» GIVEN DATA:
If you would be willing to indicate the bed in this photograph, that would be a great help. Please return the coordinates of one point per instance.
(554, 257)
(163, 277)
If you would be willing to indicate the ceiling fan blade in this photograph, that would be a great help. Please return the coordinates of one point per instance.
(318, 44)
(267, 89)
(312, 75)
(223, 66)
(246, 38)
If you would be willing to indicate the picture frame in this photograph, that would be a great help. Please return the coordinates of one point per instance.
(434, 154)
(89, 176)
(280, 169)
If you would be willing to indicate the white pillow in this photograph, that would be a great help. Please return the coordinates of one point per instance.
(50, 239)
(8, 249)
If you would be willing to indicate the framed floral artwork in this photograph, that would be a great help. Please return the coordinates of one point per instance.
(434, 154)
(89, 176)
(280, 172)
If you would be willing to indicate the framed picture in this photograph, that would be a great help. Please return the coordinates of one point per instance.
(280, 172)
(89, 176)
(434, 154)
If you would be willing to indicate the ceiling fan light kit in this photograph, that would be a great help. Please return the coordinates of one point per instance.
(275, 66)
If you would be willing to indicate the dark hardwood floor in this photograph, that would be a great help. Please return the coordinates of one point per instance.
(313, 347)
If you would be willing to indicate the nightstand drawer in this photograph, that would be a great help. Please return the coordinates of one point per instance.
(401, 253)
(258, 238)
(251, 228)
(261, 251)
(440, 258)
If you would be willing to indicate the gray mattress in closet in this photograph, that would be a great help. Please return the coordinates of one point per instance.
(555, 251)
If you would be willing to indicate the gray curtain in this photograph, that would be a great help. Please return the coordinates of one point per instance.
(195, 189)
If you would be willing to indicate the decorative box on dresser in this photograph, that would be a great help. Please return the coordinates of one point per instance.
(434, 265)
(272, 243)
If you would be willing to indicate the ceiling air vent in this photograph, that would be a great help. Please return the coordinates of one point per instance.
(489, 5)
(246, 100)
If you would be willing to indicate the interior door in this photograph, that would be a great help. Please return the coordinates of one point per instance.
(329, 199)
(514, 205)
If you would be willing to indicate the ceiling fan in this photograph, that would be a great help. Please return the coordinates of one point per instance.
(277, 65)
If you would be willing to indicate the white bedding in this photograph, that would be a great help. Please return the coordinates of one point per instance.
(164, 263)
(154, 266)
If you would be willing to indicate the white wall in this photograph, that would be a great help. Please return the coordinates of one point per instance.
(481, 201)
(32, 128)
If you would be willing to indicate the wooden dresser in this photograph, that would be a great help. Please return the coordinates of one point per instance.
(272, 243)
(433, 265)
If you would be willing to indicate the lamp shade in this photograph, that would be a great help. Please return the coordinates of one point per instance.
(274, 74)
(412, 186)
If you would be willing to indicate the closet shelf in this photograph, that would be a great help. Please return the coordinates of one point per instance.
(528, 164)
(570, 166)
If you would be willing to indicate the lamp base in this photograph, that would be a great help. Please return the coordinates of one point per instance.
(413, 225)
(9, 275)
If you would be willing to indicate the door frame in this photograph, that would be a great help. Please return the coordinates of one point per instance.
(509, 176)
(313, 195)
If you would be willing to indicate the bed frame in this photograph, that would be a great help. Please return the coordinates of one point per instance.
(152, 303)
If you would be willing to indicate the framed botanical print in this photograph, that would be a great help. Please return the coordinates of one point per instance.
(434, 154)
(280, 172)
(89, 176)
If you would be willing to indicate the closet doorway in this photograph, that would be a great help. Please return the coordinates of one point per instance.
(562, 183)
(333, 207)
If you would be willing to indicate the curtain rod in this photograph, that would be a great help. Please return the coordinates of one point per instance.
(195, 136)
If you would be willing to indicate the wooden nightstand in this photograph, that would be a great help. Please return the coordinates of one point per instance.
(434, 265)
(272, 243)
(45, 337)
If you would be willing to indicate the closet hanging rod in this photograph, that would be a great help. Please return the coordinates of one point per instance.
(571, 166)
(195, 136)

» AIM OF THE EXERCISE: Reproduce all of the records above word for word, line by line.

» SOLUTION:
If you would be willing to indicate the bed in this photograph, that would be a great help. Please return the coordinates of one point per instance.
(554, 257)
(163, 277)
If you would be willing to indicate the ceiling fan blade in this photograph, that would be a great help. Please return the coordinates of one point per instance.
(318, 44)
(267, 89)
(312, 75)
(223, 66)
(246, 38)
If you would be willing to indicate the picture frame in this photograph, that would be a great help. Please return the coordinates of one point per instance.
(434, 154)
(89, 176)
(280, 169)
If you would be willing to indicate the white pillow in this photograph, that would be a great help. Please return the coordinates of one point per instance.
(50, 239)
(8, 249)
If you would be willing to indicate the framed floral artwork in this photograph, that would be a great help. Please return the coordinates of one point per instance.
(434, 154)
(89, 176)
(280, 172)
If you would be willing to indicate the framed picture in this photograph, that would be a great help. Please return the coordinates of one point per instance.
(280, 172)
(89, 176)
(434, 154)
If you would be willing to indicate the ceiling fan light kit in this photograph, that would be a great help. Please return the coordinates of one point per instance.
(275, 66)
If you would be willing to indicate the dark hardwood floor in this photograph, that would be a great help. Please return the coordinates of one point per instance.
(313, 347)
If you would be willing to indicate the nightstand drawer in this photograph, that would be a great help. Please return the coordinates of one point per instance.
(401, 253)
(258, 238)
(251, 228)
(261, 251)
(440, 258)
If you would be willing to indicate the gray mattress in closet in this photograph, that would be a great help. Please return the coordinates of one point per instance.
(555, 251)
If you would be willing to indicate the gray curtain in this photograph, that would be a great help. Please return the coordinates of one point per instance.
(195, 189)
If you would be willing to indicate the decorative box on dresser in this photograph, that would be a great help. Please return the coordinates of one point per instance.
(434, 265)
(272, 243)
If you would be willing to indicate the ceiling air vent in this photograph, that would be a great help. Please return the coordinates of one point per instance.
(489, 5)
(246, 100)
If you would be willing to indicate the interior door in this photograph, that would be a great help. Please return the coordinates of one point per instance.
(329, 199)
(514, 205)
If you would be willing to indicate the ceiling fan in this photograph, that would be a great help. Please return the coordinates of one point per instance.
(277, 65)
If you would be willing to indicate the white bedding in this photograph, that would be a great help. Please return the coordinates of one point per instance.
(164, 263)
(154, 266)
If you would be willing to indicate the white wall in this photograph, that would be a great help. Please return the coordinates of one point per instance.
(481, 201)
(32, 128)
If you would be willing to indicate the wooden dresser in this photograph, that would be a great help. Please return the coordinates of one point per instance.
(272, 243)
(433, 265)
If you would be willing to indicate the lamp shade in this photograph, that would be a great help. Please return the coordinates of one point per instance.
(274, 74)
(412, 186)
If you would be willing to indicate the closet shelf in this photograph, that would be a great help. Please return the coordinates of one point per instance.
(528, 164)
(570, 166)
If you would be willing to indicate the lamp base in this photograph, that would be a great help. Please return the coordinates of one point per instance.
(413, 225)
(9, 275)
If you would be willing to indicate the door frame in this photograph, that would be a great help. Please return the coordinates of one point per instance.
(509, 176)
(313, 195)
If you would be willing to indicate the bed frame in this photograph, that would be a great help. Please return the coordinates of one point per instance.
(152, 303)
If you would be willing to indicate the framed botanical print in this photograph, that would be a great help. Please return the coordinates of one point per instance.
(434, 154)
(280, 172)
(89, 176)
If you would be willing to indicate the closet doorway in this photograph, that would be a great help. Please return the coordinates of one point per instance.
(562, 183)
(333, 207)
If you would be willing to indicate the curtain rod in this photograph, that would be a great help. Please return the coordinates of one point per instance.
(195, 136)
If you would be willing to indicate the wooden nightstand in this photograph, that would be a great help. Please return the coordinates of one point per instance.
(434, 265)
(272, 243)
(45, 337)
If you would be willing to indicate the closet hanging rod in this photograph, that would be a great help. Please return the coordinates of one point per instance.
(571, 166)
(195, 136)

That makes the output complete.